CEL ZADANIA: Przepisz wszystkie wiersze od tego, który zawiera „# test: mark one point on the booklet”, aż do końca wierszy, niczego nie pomijając, i przesuń o +59 każdą współrzędną punktu podaną w odpowiedziach.

━━━ PRZEKAZANE WIERSZE

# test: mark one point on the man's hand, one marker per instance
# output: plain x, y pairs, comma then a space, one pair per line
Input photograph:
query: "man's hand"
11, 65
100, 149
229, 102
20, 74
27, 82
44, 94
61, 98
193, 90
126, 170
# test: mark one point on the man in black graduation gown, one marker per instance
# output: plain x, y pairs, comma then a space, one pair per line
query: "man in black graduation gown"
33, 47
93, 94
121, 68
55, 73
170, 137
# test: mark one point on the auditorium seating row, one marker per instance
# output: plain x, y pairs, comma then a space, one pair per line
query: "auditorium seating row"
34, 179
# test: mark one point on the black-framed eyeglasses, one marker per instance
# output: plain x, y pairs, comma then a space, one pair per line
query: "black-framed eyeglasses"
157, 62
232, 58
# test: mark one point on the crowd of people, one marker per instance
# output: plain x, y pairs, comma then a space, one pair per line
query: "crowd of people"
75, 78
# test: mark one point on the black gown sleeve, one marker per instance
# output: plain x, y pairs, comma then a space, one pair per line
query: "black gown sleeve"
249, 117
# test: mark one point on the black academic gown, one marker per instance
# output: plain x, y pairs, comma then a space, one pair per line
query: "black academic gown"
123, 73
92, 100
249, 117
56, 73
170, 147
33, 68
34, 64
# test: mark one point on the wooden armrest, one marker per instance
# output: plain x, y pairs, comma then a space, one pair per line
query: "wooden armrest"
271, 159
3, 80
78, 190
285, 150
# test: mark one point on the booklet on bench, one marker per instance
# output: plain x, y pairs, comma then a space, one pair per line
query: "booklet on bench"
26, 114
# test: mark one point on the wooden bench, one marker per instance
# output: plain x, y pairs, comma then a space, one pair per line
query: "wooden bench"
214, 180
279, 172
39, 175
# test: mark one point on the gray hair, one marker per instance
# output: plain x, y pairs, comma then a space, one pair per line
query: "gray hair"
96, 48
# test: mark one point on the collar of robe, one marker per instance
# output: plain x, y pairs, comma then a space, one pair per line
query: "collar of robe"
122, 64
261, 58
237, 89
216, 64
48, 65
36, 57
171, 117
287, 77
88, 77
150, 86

━━━━━━

WYKONANE ZADANIE:
# test: mark one point on the booklet on bench, one marker per instance
# output: plain x, y pairs, comma then a space, one pair per line
query: "booklet on bench"
85, 173
# test: mark one point on the wooden bench, one marker per instance
# output: plain x, y pairs, comma then a space, one pair per line
query: "wooden bench"
273, 239
338, 231
98, 234
# test: mark one point on the gray hair, one marker per instance
# output: plain x, y pairs, comma then a space, one pair per line
query: "gray hair"
155, 107
# test: mark one point on the collar of robe, one marker per instance
# output: plain x, y pairs, comma then a space, one pair per line
query: "collar of robe"
181, 123
320, 117
296, 148
275, 123
107, 124
95, 116
230, 176
346, 136
147, 136
209, 145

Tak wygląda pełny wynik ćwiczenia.